*Excerpted text*:
○ ○ ○ ○ ○ ○ ○

Distributed Systems Covering Edge-to-Cloud (Part 2)

Note: This post is part 2 of 2 on edge-to-cloud. You can read part 1 here

Inside the Gateway: Edge-to-Cloud Stage 1

The edge-to-cloud pipeline begins inside the gateway, where two key tasks have to be performed:

  • Data from sensors and devices must be captured in its raw form
  • Sensor and device data must be aggregated and/or canonicalized to reduce its payload size and to make it conform to standardized, semantically meaningful formats

Inside the Gateway: Data Capture

During raw data capture, the first component of the first phase of an edge-to-cloud architecture, the Hazelcast In-Memory Computing Platform already begins to show its usefulness. First, Hazelcast is small—the entire platform is contained in a single JAR file of about 15MB—making it ideal for deployment on edge gateway devices.

Second, Hazelcast IMDG, the in-memory data grid component of the Hazelcast platform, is ideal for capturing the kinds of heterogeneous data generated by edge computing devices. Unlike a traditional database, Hazelcast IMDG is schema-free and operates as a key-value store with advanced capabilities for indexing and querying. Since Hazelcast is flexible and imposes no schema on its data, device data captured from devices made by different manufacturers over several decades can be mixed into a unified store. Data can be keyed on any unique value. These keys can be intrinsic to the data, such as a sample UUID grep’d through text processing, or keys can be extrinsic to the data, such as a timestamp recording when the data was captured.

What’s more, IMDGs, being pure in-memory solutions, don’t require flash or SSD access as part of their data write operations. This means that even relatively constrained devices like IoT gateways can cope with high data ingest rates with very low latencies. For initial data capture from edge devices, it’s hard to beat an IMDG.

Inside the Gateway: Aggregation and Canonicalization

But data captured in its raw form, as output from sensors and devices, isn’t terribly useful. First, the data is in whatever format the device produced, which is probably not semantically meaningful to you from a business perspective. Second, there tends to be a lot of it—if a sensor produces a sample at 30Hz, you get 30 data samples every second, even if almost all of these samples show very little change over small time windows.

What’s needed are two further processes. First, we need to aggregate the data, such as by transforming a series of fine-grained samples into coarser-grained (and more manageable) averages. Second, we need to convert the data from the format of the raw sensor or device into a format that is meaningful and useful. This second step goes by various names, such as standardization, normalization, or canonicalization, but it’s essentially an ETL process on a continuous stream of data.

○ ○ ○ ○ ○ ○ ○

*Entries shown*:

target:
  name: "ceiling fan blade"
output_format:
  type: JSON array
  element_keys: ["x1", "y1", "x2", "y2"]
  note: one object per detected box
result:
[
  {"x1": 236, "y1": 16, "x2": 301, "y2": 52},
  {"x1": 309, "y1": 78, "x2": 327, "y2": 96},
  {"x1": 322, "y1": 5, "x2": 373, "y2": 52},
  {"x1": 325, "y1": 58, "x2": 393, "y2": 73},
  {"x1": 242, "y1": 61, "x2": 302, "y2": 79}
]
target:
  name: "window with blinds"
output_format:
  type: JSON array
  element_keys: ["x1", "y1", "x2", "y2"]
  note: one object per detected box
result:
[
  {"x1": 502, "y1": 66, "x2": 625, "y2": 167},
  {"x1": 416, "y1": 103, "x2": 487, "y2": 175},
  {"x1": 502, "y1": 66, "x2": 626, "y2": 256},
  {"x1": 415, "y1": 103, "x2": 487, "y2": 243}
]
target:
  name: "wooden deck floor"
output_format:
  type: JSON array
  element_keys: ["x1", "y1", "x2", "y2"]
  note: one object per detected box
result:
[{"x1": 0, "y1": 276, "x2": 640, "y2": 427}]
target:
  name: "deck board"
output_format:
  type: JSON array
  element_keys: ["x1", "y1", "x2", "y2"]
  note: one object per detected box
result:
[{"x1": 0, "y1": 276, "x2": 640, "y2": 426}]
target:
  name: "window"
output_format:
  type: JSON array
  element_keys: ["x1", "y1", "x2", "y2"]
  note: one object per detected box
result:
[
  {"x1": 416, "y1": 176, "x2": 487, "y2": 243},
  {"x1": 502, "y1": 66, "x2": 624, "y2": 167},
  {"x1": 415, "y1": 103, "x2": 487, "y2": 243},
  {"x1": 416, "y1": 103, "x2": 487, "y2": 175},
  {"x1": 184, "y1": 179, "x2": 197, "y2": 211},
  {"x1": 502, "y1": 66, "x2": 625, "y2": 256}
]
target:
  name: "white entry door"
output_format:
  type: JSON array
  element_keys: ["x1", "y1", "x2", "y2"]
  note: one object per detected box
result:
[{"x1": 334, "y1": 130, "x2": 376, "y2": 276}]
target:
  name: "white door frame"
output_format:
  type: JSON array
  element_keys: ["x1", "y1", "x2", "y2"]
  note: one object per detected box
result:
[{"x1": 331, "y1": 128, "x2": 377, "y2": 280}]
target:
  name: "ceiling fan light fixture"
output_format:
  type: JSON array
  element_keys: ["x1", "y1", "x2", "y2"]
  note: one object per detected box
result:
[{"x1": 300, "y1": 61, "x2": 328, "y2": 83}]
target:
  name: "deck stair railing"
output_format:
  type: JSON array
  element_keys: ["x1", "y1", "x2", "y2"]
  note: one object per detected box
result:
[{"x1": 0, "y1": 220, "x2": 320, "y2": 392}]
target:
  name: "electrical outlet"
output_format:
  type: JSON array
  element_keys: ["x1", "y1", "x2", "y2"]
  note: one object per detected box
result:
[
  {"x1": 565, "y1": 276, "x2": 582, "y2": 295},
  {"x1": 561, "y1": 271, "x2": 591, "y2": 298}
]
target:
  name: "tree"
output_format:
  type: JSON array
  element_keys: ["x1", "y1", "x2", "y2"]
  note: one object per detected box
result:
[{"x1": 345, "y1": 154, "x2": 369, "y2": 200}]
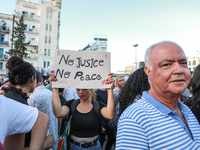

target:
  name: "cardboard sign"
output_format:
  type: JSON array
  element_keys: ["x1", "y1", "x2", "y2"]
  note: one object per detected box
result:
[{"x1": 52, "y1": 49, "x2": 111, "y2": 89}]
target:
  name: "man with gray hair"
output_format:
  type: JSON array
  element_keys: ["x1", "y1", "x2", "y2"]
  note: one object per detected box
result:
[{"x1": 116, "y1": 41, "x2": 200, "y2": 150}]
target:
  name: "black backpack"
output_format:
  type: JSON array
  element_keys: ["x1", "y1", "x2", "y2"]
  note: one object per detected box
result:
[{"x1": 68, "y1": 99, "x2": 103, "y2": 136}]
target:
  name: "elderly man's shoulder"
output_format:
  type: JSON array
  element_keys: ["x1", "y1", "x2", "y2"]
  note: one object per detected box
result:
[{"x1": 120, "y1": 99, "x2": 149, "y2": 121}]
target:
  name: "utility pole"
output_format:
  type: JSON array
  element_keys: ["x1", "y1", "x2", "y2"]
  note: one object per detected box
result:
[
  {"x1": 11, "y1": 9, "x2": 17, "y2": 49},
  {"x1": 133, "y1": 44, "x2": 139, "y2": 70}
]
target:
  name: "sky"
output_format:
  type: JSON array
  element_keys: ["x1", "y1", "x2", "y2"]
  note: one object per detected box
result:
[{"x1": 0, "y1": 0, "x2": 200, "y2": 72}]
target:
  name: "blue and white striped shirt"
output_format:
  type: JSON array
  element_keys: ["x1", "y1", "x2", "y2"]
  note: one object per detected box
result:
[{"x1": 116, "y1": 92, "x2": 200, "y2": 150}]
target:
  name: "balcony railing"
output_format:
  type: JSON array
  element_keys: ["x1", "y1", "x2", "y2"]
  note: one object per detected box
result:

○ ○ ○ ○ ○ ○ ○

*Objective*:
Answer these from the edge-to-cloud text:
1. About how large is the single JAR file that contains the entire Hazelcast platform?
2. What two kinds of storage do IMDGs not need to access during data write operations?
3. What does the text say canonicalization essentially is?

*Reply*:
1. About 15MB.
2. Flash or SSD.
3. An ETL process on a continuous stream of data.